WORK REQUIRED: How many lines in the rows below contain the string "player"? Reply with the number only.

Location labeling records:

┌────────

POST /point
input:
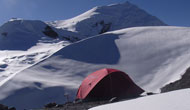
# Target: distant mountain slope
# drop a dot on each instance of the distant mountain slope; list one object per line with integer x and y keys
{"x": 152, "y": 56}
{"x": 108, "y": 18}
{"x": 26, "y": 42}
{"x": 18, "y": 34}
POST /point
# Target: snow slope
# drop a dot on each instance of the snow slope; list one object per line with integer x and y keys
{"x": 175, "y": 100}
{"x": 108, "y": 18}
{"x": 23, "y": 43}
{"x": 152, "y": 56}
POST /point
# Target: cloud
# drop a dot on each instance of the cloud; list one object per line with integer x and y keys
{"x": 9, "y": 3}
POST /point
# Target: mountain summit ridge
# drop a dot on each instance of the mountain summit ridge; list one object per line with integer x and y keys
{"x": 108, "y": 18}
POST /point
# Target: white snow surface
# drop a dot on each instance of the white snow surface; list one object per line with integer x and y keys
{"x": 118, "y": 16}
{"x": 151, "y": 56}
{"x": 23, "y": 44}
{"x": 175, "y": 100}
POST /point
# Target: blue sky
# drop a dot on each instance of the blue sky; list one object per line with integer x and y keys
{"x": 172, "y": 12}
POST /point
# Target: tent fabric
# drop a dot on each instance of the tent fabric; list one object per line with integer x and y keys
{"x": 108, "y": 83}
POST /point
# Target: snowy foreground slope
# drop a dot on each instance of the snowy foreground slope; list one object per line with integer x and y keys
{"x": 175, "y": 100}
{"x": 152, "y": 56}
{"x": 108, "y": 18}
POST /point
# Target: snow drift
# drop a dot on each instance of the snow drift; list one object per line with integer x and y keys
{"x": 176, "y": 100}
{"x": 151, "y": 56}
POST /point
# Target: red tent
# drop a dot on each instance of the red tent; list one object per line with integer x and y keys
{"x": 108, "y": 83}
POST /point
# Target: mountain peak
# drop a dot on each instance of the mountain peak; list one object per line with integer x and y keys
{"x": 108, "y": 18}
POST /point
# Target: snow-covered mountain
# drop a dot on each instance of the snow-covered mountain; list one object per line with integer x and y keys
{"x": 108, "y": 18}
{"x": 152, "y": 56}
{"x": 40, "y": 62}
{"x": 26, "y": 42}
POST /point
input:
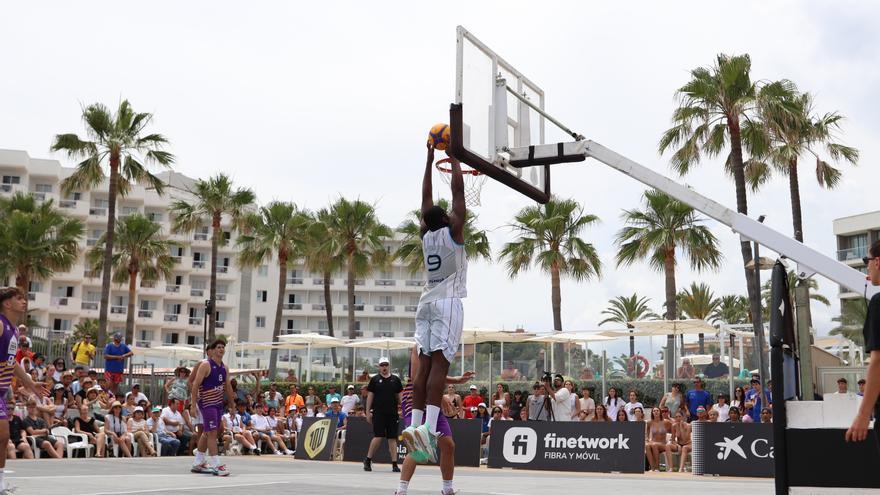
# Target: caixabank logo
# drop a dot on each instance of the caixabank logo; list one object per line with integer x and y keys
{"x": 520, "y": 445}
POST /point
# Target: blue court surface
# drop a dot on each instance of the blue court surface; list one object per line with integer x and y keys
{"x": 277, "y": 475}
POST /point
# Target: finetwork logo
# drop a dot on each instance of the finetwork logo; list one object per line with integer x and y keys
{"x": 520, "y": 445}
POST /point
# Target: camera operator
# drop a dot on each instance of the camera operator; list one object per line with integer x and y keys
{"x": 537, "y": 408}
{"x": 559, "y": 397}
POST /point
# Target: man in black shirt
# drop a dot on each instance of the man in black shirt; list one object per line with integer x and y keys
{"x": 382, "y": 400}
{"x": 859, "y": 429}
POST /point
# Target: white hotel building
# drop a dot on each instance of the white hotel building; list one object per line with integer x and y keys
{"x": 172, "y": 311}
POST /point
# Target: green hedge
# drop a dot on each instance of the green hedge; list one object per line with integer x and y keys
{"x": 650, "y": 391}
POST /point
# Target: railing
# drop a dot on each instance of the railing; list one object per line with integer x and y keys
{"x": 852, "y": 253}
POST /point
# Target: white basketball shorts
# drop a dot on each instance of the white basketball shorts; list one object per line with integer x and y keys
{"x": 438, "y": 326}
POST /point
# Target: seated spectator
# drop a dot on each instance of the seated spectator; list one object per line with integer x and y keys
{"x": 510, "y": 373}
{"x": 137, "y": 426}
{"x": 681, "y": 441}
{"x": 85, "y": 424}
{"x": 722, "y": 408}
{"x": 336, "y": 412}
{"x": 234, "y": 430}
{"x": 36, "y": 427}
{"x": 174, "y": 423}
{"x": 116, "y": 429}
{"x": 716, "y": 369}
{"x": 18, "y": 440}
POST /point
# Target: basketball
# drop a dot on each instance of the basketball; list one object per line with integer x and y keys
{"x": 439, "y": 136}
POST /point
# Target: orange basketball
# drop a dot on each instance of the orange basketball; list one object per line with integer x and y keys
{"x": 439, "y": 136}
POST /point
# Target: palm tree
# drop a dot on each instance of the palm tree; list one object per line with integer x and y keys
{"x": 717, "y": 107}
{"x": 476, "y": 242}
{"x": 549, "y": 237}
{"x": 121, "y": 143}
{"x": 277, "y": 231}
{"x": 658, "y": 233}
{"x": 140, "y": 249}
{"x": 322, "y": 256}
{"x": 36, "y": 240}
{"x": 698, "y": 302}
{"x": 624, "y": 309}
{"x": 732, "y": 309}
{"x": 212, "y": 199}
{"x": 358, "y": 235}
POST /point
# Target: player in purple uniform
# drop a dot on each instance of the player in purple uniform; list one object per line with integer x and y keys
{"x": 13, "y": 305}
{"x": 444, "y": 442}
{"x": 209, "y": 385}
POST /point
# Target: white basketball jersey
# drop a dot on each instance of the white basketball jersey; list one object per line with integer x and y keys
{"x": 446, "y": 266}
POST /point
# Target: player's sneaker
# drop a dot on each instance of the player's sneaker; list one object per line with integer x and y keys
{"x": 202, "y": 468}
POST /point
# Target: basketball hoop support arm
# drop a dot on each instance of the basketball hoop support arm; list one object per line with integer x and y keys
{"x": 806, "y": 258}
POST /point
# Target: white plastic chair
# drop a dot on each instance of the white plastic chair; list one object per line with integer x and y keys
{"x": 64, "y": 434}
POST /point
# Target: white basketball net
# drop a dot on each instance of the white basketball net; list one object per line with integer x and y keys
{"x": 473, "y": 181}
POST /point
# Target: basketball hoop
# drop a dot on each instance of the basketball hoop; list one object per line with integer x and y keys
{"x": 473, "y": 180}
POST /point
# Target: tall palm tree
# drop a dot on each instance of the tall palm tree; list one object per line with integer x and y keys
{"x": 698, "y": 302}
{"x": 717, "y": 108}
{"x": 732, "y": 309}
{"x": 36, "y": 239}
{"x": 476, "y": 242}
{"x": 623, "y": 310}
{"x": 120, "y": 142}
{"x": 277, "y": 232}
{"x": 212, "y": 199}
{"x": 140, "y": 249}
{"x": 322, "y": 255}
{"x": 549, "y": 237}
{"x": 665, "y": 228}
{"x": 358, "y": 235}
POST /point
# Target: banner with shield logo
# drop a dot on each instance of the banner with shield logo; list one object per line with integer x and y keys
{"x": 315, "y": 441}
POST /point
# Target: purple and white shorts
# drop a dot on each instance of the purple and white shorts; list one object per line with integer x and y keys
{"x": 443, "y": 427}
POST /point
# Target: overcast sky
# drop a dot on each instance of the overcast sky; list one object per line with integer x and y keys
{"x": 307, "y": 102}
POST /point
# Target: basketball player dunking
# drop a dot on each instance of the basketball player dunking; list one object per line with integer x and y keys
{"x": 210, "y": 383}
{"x": 439, "y": 317}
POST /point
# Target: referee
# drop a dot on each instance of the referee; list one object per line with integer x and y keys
{"x": 382, "y": 399}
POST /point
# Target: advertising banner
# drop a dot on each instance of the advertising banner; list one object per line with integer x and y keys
{"x": 734, "y": 449}
{"x": 315, "y": 441}
{"x": 568, "y": 446}
{"x": 465, "y": 434}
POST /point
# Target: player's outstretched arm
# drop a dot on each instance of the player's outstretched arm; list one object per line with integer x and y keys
{"x": 459, "y": 212}
{"x": 427, "y": 193}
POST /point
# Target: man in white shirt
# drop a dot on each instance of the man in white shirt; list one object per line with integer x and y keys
{"x": 172, "y": 422}
{"x": 560, "y": 399}
{"x": 349, "y": 400}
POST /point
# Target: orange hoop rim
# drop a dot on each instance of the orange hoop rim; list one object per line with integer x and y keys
{"x": 448, "y": 169}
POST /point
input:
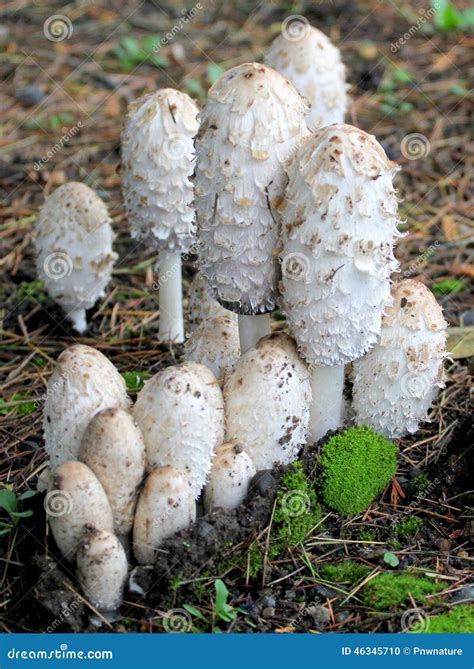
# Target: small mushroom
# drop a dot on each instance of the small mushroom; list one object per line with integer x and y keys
{"x": 83, "y": 383}
{"x": 102, "y": 568}
{"x": 231, "y": 473}
{"x": 202, "y": 305}
{"x": 250, "y": 126}
{"x": 75, "y": 498}
{"x": 73, "y": 244}
{"x": 397, "y": 381}
{"x": 113, "y": 448}
{"x": 180, "y": 412}
{"x": 313, "y": 64}
{"x": 165, "y": 506}
{"x": 215, "y": 343}
{"x": 338, "y": 233}
{"x": 267, "y": 399}
{"x": 157, "y": 166}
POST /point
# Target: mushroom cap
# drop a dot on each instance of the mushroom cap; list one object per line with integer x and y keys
{"x": 75, "y": 498}
{"x": 250, "y": 126}
{"x": 82, "y": 383}
{"x": 165, "y": 506}
{"x": 73, "y": 245}
{"x": 339, "y": 228}
{"x": 157, "y": 165}
{"x": 313, "y": 64}
{"x": 181, "y": 414}
{"x": 397, "y": 381}
{"x": 215, "y": 343}
{"x": 267, "y": 399}
{"x": 102, "y": 568}
{"x": 202, "y": 304}
{"x": 231, "y": 473}
{"x": 113, "y": 447}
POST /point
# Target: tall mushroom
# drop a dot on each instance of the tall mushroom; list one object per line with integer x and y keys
{"x": 157, "y": 165}
{"x": 73, "y": 243}
{"x": 250, "y": 126}
{"x": 396, "y": 382}
{"x": 313, "y": 64}
{"x": 339, "y": 229}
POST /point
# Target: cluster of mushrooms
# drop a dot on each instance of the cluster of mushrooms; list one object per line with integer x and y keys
{"x": 286, "y": 206}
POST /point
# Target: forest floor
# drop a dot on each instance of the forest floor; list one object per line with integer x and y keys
{"x": 68, "y": 97}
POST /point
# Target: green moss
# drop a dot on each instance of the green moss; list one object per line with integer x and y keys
{"x": 460, "y": 620}
{"x": 346, "y": 572}
{"x": 409, "y": 527}
{"x": 297, "y": 510}
{"x": 356, "y": 467}
{"x": 391, "y": 589}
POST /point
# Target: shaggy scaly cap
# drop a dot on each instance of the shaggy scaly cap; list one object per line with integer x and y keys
{"x": 339, "y": 229}
{"x": 267, "y": 399}
{"x": 397, "y": 381}
{"x": 313, "y": 64}
{"x": 157, "y": 163}
{"x": 73, "y": 244}
{"x": 250, "y": 126}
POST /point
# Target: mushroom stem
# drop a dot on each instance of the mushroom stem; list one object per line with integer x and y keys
{"x": 251, "y": 329}
{"x": 327, "y": 385}
{"x": 171, "y": 297}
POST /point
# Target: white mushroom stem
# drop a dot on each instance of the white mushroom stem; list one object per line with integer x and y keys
{"x": 252, "y": 329}
{"x": 171, "y": 297}
{"x": 327, "y": 385}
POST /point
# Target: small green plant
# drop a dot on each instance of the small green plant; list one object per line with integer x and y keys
{"x": 11, "y": 505}
{"x": 297, "y": 510}
{"x": 409, "y": 527}
{"x": 392, "y": 589}
{"x": 460, "y": 620}
{"x": 356, "y": 467}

└────────

COMPLETED TASK: 8